> PROBLEM
According to the project notes below, why must plan.md be updated first, in the same PR, when a proposed change contradicts it? Answer in one to three sentences.

> SOURCE DOCUMENT
8 curated skills bundled at build time into packages/skills/src/generated.ts (Workers have no filesystem at runtime). Anthropic SKILL.md format. V2 has no bundled skill scripts, no evals/evals.json, no local skill-eval runner, and no skill_run_script tool.

The 8 skills: pitch-deck, deep-research (covers parallel fan-out research), competitor-brief, slide-from-prd, csv-analyst, social-post-pack, landing-page, mobile-app. External skill registry exports, skills.sh links, public publishing scripts, and launch-prep copy are outside V2 unless the user explicitly re-expands the plan.

Full details in plan.md Section 12.

What NOT to do

  • ❌ Don't use Node fs at runtime in Workers — there's no filesystem. Bundle files at build time (see scripts/build-skills.ts).
  • ❌ Don't use Supabase Realtime — Durable Objects own all streaming.
  • ❌ Don't store files in Postgres bytea — index in R2 via generated_outputs table.
  • ❌ Don't use Inngest — Cloudflare Workflows is the durable runtime.
  • ❌ Don't add Sentry, Langfuse, or Axiom — V1 ships Workers-native observability only.
  • ❌ Don't expose Cheatcode as an MCP server, and don't add shadcn registry MCP tooling in V1.
  • ❌ Don't bypass packages/byok to access provider keys directly.
  • ❌ Don't use service_role from Workers — app_worker only.
  • ❌ Don't use postgres.js — use pg (node-postgres) per Cloudflare's Hyperdrive + Drizzle guide.
  • ❌ Don't drizzle-kit push in production — always generate + review + migrate.
  • ❌ Don't add new vendors without checking plan.md Section 19 first.

Subagent / multi-agent patterns

Use Mastra Workflows for orchestration. Each subagent is a ToolLoopAgent with explicit stopWhen: stepCountIs(N) budget caps. The deep-research-fanout workflow shows the canonical fanout pattern (see plan.md Section 8.5).

When using subagents for complex tasks, give each their own Daytona-backed ProjectSandbox if they need isolated filesystem state. Otherwise share the parent's sandbox.

Plan.md is source of truth

If you're proposing a change that contradicts plan.md, update plan.md first in the same PR. Architectural drift between plan and code is the #1 cause of bit-rot.

When stuck

  • Sandbox not working? apps/agent-worker/src/durable-objects/project-sandbox.ts + packages/tools-code/src/daytona-client.ts — check Daytona auth (DAYTONA_API_KEY), sandbox name/snapshot, DAYTONA_TARGET region, and the toolbox/session paths. Reference: docs/plans/daytona-rest-reference.md.

> RECORD SET
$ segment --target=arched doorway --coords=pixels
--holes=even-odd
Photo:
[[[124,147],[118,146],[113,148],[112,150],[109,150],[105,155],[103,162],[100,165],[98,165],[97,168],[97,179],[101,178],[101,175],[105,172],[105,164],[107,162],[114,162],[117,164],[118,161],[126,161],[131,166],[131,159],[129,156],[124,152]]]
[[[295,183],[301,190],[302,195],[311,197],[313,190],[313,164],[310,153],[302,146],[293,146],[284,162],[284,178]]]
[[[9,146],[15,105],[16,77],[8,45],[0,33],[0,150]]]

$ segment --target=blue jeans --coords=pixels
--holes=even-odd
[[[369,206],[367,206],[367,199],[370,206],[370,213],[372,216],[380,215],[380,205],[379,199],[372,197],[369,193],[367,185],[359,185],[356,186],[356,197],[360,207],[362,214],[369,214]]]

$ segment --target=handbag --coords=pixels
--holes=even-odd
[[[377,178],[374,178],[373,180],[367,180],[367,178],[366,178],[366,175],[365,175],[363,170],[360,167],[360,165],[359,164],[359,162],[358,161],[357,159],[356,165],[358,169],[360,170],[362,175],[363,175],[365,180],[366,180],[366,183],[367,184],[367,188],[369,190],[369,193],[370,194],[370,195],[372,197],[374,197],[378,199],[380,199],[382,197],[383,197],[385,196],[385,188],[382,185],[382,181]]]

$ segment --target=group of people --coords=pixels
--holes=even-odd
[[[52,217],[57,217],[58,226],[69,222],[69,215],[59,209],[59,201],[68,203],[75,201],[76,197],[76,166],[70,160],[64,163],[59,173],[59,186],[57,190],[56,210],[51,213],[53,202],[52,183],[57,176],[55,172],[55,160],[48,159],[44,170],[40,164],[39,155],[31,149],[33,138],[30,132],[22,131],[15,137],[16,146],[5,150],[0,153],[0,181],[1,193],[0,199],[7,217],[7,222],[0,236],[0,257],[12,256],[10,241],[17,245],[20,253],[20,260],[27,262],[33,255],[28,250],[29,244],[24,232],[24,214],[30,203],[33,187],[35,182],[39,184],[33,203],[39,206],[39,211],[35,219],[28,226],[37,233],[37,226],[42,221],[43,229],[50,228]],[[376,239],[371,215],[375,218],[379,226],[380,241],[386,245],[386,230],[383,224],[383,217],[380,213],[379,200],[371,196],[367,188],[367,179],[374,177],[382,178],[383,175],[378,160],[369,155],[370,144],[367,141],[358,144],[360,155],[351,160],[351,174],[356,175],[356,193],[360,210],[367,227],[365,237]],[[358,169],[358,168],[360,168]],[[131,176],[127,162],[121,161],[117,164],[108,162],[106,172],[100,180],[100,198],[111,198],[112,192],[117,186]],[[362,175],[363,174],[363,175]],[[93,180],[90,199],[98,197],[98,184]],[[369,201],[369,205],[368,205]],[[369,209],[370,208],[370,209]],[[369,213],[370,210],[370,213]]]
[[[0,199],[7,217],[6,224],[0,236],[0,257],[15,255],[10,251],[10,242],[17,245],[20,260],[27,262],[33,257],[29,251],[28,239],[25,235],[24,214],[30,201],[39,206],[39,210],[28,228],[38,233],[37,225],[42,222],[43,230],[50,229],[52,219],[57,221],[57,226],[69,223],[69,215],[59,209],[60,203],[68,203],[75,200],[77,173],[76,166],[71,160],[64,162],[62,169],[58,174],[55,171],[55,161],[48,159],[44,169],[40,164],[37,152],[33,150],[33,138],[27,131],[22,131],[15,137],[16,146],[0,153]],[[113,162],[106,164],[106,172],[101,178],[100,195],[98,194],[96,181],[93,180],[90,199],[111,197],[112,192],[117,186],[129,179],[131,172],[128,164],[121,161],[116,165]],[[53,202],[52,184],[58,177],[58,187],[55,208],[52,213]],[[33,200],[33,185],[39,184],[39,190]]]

> RESPONSE TO THIS TASK
Plan.md is the source of truth. Drift between the plan and the code is the number one cause of bit-rot, so the plan has to change along with the code.